A lot depends on how much traffic you expect, what types of web languages you might need (asp, php, etc).. Its ideal to have it on its own server but it can be locked down pretty well.  But I agree that hosting them offsite is preferred.. someplace like 1&1 offers unlimited linux or windows hosting for 4 bucks a month.. $48 bucks a year to host unlimited web sites with a 99.9% uptime is not bad.  Do you need any cross firewall sharing like a SQL DB or something?
Dan McFadden

Negative issues... yes.  You will now have to expose your server to the Internet in order to bring those websites online.  This presents the issue that everything running on the server is essentially exposed to the Internet.  Meaning, 1 forgotten configuration item, a poorly coded web site, a forgotten patch and such leaves all the data assets on the server vulnerable to being attacked.

I would never recommend deploying a file server as an Internet exposed web server.  I would absolutely NOT exposed the payroll server to the Internet as a web server.  Too much private data associated with payroll info.

▬▬▬

_COMPLETE THE FOLLOWING_
[1] In the web hosting discussion, give the passage from "A lot depends" to "to being attacked." again, substituting "public network" for "Internet".
[2] Carry on the web hosting discussion from its final sentence.

_RECORD LIST_
▬▬▬

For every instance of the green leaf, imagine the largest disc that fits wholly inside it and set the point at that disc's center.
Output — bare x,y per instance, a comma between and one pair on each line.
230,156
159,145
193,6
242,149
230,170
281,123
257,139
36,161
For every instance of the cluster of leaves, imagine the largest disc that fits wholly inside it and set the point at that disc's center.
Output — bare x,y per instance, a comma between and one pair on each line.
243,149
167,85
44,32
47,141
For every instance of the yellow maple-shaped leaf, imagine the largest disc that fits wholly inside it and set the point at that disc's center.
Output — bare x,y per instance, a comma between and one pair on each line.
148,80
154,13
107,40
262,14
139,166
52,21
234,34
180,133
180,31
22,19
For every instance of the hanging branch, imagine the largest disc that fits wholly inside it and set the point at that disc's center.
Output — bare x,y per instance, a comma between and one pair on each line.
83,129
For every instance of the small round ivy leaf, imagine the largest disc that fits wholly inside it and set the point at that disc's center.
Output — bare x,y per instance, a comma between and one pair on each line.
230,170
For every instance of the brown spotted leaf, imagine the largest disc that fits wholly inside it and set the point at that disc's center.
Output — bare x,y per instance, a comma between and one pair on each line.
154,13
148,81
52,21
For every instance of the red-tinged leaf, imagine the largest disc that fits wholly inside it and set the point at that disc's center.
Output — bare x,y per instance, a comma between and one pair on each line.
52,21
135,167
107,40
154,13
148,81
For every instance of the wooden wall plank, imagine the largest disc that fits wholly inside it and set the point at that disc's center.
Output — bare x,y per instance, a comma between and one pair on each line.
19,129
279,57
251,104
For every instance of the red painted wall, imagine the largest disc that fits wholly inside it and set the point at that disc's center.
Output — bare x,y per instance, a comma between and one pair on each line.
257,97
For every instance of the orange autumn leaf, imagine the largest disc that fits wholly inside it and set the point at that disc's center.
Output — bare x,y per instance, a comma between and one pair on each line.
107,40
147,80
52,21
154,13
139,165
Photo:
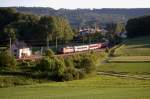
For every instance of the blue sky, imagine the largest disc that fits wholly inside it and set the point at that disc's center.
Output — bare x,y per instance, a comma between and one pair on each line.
73,4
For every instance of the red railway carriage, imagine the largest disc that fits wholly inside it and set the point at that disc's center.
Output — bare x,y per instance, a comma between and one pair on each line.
67,50
94,46
80,48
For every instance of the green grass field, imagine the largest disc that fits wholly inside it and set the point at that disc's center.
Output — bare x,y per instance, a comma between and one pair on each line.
130,68
99,87
135,47
131,62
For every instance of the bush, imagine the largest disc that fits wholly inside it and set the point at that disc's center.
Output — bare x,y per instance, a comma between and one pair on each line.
46,64
7,61
49,53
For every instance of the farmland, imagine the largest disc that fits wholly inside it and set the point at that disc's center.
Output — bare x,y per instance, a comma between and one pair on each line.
100,86
89,88
135,47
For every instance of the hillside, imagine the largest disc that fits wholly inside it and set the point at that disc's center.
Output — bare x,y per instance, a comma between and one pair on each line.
87,16
132,58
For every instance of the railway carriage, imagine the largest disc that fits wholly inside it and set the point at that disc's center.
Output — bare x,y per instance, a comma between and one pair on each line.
67,50
81,48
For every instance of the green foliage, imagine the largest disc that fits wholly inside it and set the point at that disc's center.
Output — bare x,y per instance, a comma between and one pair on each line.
98,87
138,26
22,26
49,53
7,61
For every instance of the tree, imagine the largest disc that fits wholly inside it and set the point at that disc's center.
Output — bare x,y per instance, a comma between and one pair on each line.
47,26
6,60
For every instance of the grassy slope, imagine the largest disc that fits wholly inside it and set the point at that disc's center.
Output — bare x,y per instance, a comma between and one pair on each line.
135,47
99,87
134,57
130,68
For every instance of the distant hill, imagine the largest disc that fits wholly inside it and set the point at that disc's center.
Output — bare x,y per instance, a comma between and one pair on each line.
80,17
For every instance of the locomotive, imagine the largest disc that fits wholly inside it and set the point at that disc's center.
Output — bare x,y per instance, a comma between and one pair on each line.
73,49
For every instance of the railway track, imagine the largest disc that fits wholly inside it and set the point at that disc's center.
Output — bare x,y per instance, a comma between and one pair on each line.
37,57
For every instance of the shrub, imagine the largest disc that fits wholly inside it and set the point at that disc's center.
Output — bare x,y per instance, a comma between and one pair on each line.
49,53
6,60
46,64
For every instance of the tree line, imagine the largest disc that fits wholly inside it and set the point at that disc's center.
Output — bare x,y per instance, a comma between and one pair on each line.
138,26
33,29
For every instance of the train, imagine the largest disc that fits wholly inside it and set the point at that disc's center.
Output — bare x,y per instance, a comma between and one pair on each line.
81,48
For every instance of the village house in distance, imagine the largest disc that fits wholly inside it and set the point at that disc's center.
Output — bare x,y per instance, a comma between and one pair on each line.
20,49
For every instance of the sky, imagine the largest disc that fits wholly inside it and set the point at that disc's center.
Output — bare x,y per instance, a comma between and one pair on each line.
73,4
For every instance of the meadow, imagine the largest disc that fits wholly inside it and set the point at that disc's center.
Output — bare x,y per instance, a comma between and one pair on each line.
99,87
132,58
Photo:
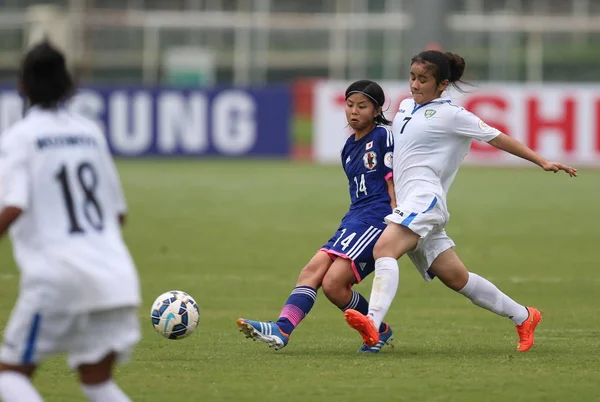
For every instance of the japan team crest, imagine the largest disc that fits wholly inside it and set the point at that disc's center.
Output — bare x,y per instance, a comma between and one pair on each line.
370,159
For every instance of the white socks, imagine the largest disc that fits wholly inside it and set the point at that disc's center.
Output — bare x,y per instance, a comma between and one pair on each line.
385,285
105,392
485,294
16,387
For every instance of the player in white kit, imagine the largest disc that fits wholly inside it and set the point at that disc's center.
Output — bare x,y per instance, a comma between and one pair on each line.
61,199
431,138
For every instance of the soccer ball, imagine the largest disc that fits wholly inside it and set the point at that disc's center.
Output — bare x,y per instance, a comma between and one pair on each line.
175,314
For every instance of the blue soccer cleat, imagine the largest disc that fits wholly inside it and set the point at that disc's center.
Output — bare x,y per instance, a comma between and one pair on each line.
384,338
267,332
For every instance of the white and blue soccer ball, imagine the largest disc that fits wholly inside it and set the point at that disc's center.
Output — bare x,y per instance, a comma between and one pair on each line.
175,314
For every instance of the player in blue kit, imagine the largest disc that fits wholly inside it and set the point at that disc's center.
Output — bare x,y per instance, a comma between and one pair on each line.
347,257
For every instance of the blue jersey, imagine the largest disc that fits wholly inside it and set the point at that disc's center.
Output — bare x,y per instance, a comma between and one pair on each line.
368,165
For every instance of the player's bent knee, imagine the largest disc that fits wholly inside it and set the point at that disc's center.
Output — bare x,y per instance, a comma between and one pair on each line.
313,273
97,373
450,270
26,370
395,241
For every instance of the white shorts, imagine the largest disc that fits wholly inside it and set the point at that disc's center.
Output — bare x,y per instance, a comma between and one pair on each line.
428,249
427,216
87,338
422,213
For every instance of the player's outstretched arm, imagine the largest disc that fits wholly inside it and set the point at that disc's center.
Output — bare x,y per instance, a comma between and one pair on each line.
391,192
7,216
510,145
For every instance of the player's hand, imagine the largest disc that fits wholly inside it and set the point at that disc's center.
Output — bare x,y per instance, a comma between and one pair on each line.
556,167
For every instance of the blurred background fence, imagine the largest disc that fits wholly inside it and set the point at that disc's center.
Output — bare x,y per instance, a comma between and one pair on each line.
130,49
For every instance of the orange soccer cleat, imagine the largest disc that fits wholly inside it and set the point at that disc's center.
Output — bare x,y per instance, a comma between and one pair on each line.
526,329
364,325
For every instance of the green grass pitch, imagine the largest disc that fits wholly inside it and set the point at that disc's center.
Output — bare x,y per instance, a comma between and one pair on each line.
234,234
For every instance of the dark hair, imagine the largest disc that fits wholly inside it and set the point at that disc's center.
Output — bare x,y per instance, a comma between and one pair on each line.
448,66
374,92
44,77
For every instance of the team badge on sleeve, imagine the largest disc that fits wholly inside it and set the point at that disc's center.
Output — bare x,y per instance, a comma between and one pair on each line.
429,113
388,159
370,159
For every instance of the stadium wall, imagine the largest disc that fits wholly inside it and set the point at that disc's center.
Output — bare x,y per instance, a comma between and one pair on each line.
230,122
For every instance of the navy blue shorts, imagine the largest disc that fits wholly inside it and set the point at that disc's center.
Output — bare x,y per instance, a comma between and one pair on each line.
354,241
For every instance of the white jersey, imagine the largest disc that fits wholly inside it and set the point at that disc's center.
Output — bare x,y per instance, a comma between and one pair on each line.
57,168
430,142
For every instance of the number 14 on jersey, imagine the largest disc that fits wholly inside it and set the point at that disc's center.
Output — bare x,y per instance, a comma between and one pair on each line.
361,186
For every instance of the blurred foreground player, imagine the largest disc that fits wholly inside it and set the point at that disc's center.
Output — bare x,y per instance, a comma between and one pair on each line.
61,197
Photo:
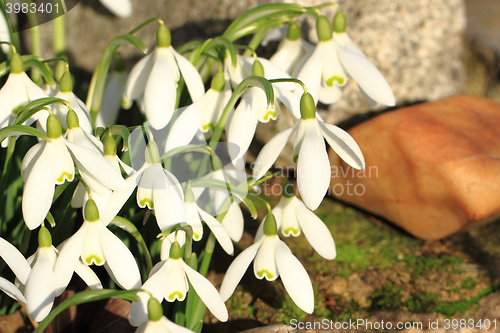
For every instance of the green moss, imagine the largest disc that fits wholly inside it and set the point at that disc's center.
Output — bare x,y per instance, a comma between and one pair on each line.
468,283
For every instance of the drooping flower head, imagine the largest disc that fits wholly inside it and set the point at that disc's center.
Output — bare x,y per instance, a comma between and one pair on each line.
272,259
309,152
154,80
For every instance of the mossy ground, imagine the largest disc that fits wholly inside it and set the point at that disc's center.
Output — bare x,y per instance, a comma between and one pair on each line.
379,270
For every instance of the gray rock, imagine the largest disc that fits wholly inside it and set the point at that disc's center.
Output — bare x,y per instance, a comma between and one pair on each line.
417,45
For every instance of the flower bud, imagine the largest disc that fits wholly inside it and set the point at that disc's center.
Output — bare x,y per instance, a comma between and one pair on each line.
66,82
218,82
175,251
323,28
44,237
257,69
189,196
307,107
54,129
294,32
288,191
91,211
152,154
163,37
155,311
270,226
339,22
110,146
72,119
16,64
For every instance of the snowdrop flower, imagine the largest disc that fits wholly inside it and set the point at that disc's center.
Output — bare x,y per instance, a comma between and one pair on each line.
202,115
253,106
18,91
155,77
335,57
272,258
18,264
169,280
4,33
112,96
309,151
157,188
157,322
50,163
61,110
121,8
95,244
293,217
194,216
291,50
40,287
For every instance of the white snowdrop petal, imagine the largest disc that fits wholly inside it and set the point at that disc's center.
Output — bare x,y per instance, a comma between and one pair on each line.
366,75
39,189
271,151
193,80
119,259
295,278
207,293
68,257
344,145
236,270
15,260
264,265
40,287
315,230
219,231
160,91
11,290
313,167
137,79
121,8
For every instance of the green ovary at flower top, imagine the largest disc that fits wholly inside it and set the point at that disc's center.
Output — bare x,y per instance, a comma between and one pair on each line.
154,79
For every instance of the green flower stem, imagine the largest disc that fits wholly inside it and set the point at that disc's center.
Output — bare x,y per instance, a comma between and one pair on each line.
36,41
139,27
132,230
60,43
291,80
255,42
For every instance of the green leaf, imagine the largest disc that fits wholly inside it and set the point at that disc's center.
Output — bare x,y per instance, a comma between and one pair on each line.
16,130
97,84
129,227
225,42
86,297
31,108
43,68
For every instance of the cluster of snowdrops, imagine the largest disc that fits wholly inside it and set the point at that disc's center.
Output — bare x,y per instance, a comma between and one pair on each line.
73,157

▬▬▬

_TASK RESPONSES_
[1]
A lot depends on how much traffic you expect, what types of web languages you might need (asp, php, etc).. Its ideal to have it on its own server but it can be locked down pretty well.  But I agree that hosting them offsite is preferred.. someplace like 1&1 offers unlimited linux or windows hosting for 4 bucks a month.. $48 bucks a year to host unlimited web sites with a 99.9% uptime is not bad.  Do you need any cross firewall sharing like a SQL DB or something?
Dan McFadden

Negative issues... yes.  You will now have to expose your server to the public network in order to bring those websites online.  This presents the issue that everything running on the server is essentially exposed to the public network.  Meaning, 1 forgotten configuration item, a poorly coded web site, a forgotten patch and such leaves all the data assets on the server vulnerable to being attacked.

[2]
The payroll item alone is a red flag.  Here are the arguments against using your existing server for hosting externally exposed web sites:

1. payroll data is stored on the server.  what would the cost to the company be, if that data was stolen?
2. accounting/book keeping data is stored on the server.  what would the cost be to the company is the accounting system was breached and the data deleted?
3. file services.  what would it cost the company if the file server went off line after the contents was taken?

So, as Harper recommended... a dedicated server is the only way to go given the existing server roles.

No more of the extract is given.